Show each line in the rows below that contains the word "engine" and copy it in full.

>> BEGIN

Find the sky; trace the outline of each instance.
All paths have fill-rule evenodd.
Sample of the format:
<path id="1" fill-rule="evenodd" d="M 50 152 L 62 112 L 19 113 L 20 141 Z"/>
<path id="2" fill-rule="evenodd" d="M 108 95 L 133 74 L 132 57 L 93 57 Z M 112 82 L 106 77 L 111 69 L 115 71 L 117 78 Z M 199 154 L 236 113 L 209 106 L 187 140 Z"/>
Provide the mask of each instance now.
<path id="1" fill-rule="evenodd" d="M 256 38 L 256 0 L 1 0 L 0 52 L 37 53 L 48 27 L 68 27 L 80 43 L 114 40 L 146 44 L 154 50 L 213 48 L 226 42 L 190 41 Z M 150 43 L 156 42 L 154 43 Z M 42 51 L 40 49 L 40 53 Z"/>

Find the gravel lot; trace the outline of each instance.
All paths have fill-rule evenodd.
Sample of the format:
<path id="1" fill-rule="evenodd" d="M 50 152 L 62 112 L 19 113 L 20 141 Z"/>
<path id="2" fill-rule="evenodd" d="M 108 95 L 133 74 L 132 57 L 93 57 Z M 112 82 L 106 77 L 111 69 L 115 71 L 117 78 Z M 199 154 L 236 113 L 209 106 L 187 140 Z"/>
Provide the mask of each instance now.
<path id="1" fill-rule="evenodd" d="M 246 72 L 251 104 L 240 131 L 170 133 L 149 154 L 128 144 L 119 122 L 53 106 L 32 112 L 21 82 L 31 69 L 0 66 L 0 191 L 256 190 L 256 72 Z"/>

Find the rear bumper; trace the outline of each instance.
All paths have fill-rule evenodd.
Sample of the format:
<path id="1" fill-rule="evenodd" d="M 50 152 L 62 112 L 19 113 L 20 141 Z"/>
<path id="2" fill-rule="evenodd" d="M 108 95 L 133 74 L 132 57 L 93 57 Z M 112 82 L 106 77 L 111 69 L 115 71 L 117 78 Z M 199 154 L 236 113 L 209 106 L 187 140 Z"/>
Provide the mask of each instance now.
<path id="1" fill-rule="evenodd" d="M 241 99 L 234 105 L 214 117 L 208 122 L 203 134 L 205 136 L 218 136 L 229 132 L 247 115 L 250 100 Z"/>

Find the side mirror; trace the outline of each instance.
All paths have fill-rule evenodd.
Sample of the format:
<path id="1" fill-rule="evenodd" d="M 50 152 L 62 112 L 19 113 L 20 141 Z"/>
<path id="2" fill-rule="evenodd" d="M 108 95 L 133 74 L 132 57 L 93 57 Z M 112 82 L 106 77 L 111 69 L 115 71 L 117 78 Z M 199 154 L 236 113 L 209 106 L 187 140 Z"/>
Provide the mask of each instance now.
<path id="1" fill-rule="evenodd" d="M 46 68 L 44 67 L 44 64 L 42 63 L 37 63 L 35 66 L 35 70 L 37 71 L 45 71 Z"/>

>> END
>> BEGIN

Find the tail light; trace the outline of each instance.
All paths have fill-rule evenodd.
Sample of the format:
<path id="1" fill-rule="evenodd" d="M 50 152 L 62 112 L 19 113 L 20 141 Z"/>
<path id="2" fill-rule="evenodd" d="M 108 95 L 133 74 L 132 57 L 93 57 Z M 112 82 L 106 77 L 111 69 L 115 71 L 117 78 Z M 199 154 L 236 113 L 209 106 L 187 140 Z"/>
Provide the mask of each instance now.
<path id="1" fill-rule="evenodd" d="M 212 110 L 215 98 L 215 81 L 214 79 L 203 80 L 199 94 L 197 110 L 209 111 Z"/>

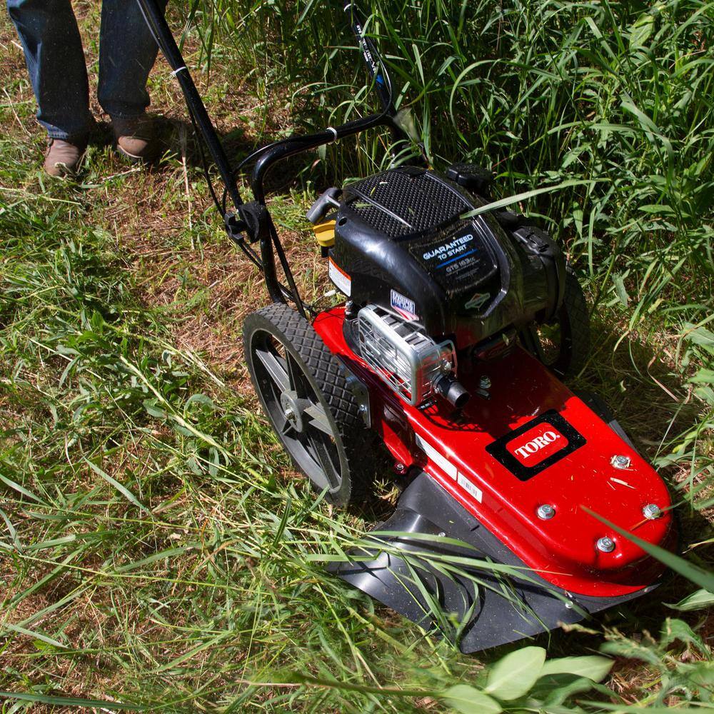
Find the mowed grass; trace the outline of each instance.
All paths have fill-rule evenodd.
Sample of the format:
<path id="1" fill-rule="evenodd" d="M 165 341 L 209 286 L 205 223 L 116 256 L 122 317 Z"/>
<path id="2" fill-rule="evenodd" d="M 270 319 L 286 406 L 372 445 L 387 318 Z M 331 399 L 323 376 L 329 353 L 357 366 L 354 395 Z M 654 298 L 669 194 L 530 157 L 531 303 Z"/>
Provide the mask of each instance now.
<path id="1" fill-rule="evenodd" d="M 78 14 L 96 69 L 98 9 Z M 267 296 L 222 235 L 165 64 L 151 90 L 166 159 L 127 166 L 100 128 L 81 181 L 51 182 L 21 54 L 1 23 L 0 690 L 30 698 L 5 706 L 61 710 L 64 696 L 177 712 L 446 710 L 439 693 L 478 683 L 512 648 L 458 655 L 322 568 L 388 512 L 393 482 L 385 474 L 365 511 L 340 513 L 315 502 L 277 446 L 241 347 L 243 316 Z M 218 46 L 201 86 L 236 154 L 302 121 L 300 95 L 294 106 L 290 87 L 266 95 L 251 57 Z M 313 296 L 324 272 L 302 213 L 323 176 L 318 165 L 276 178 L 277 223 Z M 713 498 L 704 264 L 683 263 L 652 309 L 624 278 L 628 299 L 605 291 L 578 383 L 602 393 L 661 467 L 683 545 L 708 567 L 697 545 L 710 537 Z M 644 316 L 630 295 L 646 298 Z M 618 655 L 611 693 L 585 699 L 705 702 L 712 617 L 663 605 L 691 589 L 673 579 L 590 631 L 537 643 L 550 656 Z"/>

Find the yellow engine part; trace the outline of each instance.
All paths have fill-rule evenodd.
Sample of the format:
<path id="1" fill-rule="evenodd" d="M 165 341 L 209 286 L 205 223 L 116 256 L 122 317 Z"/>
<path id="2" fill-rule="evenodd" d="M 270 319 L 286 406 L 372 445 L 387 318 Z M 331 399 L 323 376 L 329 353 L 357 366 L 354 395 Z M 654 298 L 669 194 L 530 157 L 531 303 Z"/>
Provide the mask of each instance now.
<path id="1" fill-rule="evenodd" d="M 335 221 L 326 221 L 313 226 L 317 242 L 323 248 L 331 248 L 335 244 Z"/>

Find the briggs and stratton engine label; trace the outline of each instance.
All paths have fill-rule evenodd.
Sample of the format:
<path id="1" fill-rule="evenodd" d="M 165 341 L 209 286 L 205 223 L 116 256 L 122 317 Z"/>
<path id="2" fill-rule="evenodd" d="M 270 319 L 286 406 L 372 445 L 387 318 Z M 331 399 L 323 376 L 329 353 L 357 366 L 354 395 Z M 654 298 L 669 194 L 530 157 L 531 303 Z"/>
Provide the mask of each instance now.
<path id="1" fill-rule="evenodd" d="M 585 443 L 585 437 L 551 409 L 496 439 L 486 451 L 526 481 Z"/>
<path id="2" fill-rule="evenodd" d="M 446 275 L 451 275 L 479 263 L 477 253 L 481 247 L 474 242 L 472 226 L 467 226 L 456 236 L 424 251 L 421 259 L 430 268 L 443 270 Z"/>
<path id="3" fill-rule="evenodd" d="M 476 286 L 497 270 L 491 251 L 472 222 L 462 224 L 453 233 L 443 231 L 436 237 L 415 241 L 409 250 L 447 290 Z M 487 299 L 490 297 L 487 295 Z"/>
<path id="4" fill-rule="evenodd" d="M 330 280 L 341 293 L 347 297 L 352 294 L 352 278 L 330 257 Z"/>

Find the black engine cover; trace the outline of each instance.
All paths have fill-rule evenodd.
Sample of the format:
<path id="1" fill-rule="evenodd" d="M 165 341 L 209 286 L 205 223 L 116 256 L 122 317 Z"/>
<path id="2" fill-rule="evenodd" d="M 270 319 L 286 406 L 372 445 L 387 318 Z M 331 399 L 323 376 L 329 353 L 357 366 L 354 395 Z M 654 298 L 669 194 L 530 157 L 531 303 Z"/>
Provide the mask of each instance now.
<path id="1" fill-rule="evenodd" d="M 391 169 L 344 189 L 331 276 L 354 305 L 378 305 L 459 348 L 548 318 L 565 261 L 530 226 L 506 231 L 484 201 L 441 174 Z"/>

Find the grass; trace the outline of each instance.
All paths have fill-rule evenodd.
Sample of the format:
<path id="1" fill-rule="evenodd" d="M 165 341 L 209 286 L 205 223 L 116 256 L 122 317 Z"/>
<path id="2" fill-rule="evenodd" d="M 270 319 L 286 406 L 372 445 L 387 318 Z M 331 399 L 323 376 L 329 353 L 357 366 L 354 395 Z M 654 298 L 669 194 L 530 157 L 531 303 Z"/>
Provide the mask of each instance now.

>> END

__Answer in full__:
Find the yellow engine part; trace the outline of each instance.
Find the briggs and stratton engine label; trace the outline of each instance.
Find the black engine cover; trace the outline of each instance.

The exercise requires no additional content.